Tekst:
========
Met dozen vol geld door gevaarlijk Venezuela: 'Indrukwekkendste reis van 2017'
"Doe de kofferbak open", zei de broodmagere agent tegen onze chauffeur. We reden nog maar een paar uur door Venezuela en waren al talloze wegafzettingen gepasseerd. Dit was de eerste keer dat ze onze spullen echt wilden doorzoeken.
Mijn Braziliaanse cameraman en ik stonden met samengeknepen billen toe te kijken hoe onze rugtassen werden opengeritst. De agent en zijn morsige kompaan controleerden alles: zelfs mijn vuile was schrok hen niet af.
Maar op de een of andere manier slaagden ze er in niets te vinden: geen NOS-microfoon, verstopt in een verborgen zijvak van mijn backpack, en ook de kartonnen dozen vol contant geld zagen ze over het hoofd.
Het was ergens in april van dit jaar en we hadden geluk, al was dit nog maar het begin van onze reis door Venezuela. Twee weken lang maakten we mee hoe moeilijk het is om daar te werken, laat staan te overleven. Het was voor mij de indrukwekkendste reportagereis van 2017.
Implosie
Dit was geen goed jaar voor het Zuid-Amerikaanse land. Venezuela is al jaren bezig met een soort langzame implosie, maar in 2017 ging het heel snel bergafwaarts. President Maduro maakte korte metten met de allerlaatste restjes democratie, hij gaf toe dat hij zijn schulden niet meer kon betalen en steeds meer mensen ontvluchtten het land.
We waren er tijdens de golf van manifestaties van de oppositie. Vrijwel dagelijks gingen duizenden mensen de straat op, en bijna altijd liep dat uit op confrontaties met de politie. De autoriteiten waren nerveus en tientallen buitenlandse journalisten waren aan de grens tegengehouden. Officieel heb je een vergunning nodig om als verslaggever te mogen werken in Venezuela, maar het aanvragen voor zo'n vergunning is kansloos.
Wij hadden het ook geprobeerd via de officiële weg, maar dat bleek al snel volstrekt zinloos. Daarom reisden we nu illegaal. Als toeristen, vanuit het zuiden bij de grens met Brazilië, dwars door het land naar Caracas, het epicentrum van de protesten.
Logistieke nachtmerries
Binnenkomen bleek een eitje. Maar eenmaal onderweg stuitten we keer op keer op problemen, gevaren en logistieke nachtmerries. Ik ben sinds 2007 meerdere malen in Venezuela geweest als journalist, niet eerder was het zo moeilijk werken als nu. Zo makkelijk als de grenswachten ons hadden doorgelaten, zo lastig was het onderweg. Om de twintig minuten was er wel weer een wegafzetting en iedere keer was het spannend.
========
Opdracht 1: Geef het aantal rijen waarin het woord "person" voorkomt, met aandacht voor hoofdletters en kleine letters. Noem alleen dat getal.
De rijen hebben niets te maken met de tekst over Venezuela.

Ruwe rijen:
========
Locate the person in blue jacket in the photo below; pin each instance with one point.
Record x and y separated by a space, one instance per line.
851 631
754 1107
========
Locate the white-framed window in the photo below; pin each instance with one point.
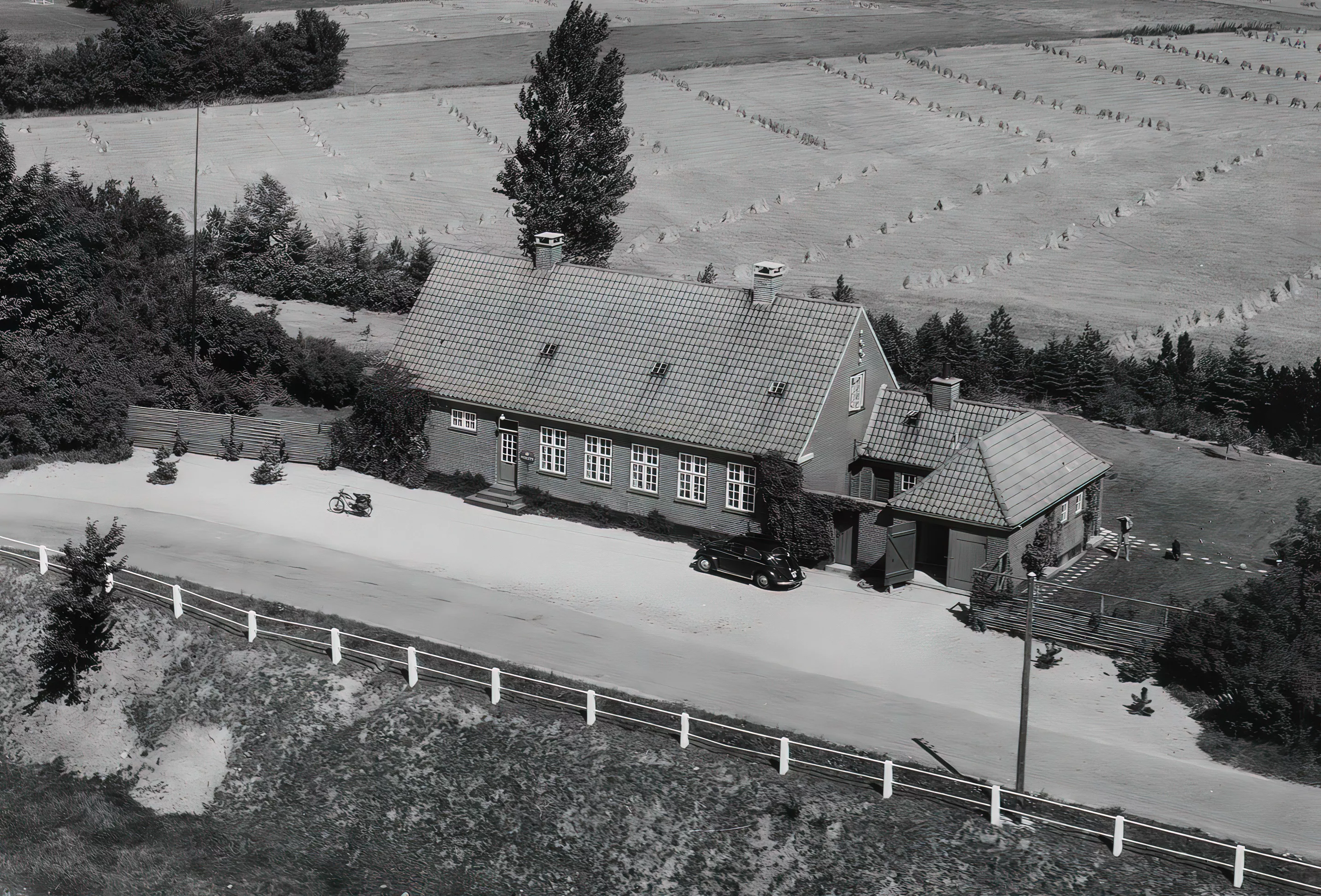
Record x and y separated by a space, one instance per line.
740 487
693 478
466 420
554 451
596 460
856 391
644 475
========
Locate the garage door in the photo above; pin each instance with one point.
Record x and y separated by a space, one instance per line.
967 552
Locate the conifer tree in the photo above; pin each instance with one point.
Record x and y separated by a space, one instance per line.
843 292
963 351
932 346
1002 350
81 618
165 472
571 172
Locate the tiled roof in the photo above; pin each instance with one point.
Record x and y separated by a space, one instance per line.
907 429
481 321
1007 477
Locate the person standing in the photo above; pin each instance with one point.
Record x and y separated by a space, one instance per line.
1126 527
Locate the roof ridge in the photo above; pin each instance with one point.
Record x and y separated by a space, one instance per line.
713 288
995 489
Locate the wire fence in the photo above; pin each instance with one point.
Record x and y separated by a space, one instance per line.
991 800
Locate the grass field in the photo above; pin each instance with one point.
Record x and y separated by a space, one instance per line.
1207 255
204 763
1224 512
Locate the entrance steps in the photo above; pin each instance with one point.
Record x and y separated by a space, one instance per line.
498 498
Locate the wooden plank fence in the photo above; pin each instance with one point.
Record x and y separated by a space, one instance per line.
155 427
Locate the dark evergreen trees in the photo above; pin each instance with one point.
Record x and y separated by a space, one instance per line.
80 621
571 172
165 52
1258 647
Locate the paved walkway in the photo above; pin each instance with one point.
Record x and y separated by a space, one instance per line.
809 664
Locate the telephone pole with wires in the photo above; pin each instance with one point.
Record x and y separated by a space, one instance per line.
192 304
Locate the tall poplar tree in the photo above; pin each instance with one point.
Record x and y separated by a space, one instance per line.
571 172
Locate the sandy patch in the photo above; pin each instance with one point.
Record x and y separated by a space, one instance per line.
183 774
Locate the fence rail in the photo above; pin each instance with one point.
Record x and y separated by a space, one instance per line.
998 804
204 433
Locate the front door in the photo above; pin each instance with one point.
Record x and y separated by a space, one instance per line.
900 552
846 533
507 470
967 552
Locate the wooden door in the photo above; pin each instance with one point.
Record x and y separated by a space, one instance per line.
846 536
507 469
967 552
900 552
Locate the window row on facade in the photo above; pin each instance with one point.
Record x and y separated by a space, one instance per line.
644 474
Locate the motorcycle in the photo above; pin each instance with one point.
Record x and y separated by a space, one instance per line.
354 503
========
Opdracht 2: Schrijf het deel van de tekst over Venezuela van "Mijn Braziliaanse cameraman" tot "hen niet af." opnieuw op, met "fotograaf" in plaats van "cameraman".

Antwoord 1: 2

Antwoord 2:
Mijn Braziliaanse fotograaf en ik stonden met samengeknepen billen toe te kijken hoe onze rugtassen werden opengeritst. De agent en zijn morsige kompaan controleerden alles: zelfs mijn vuile was schrok hen niet af.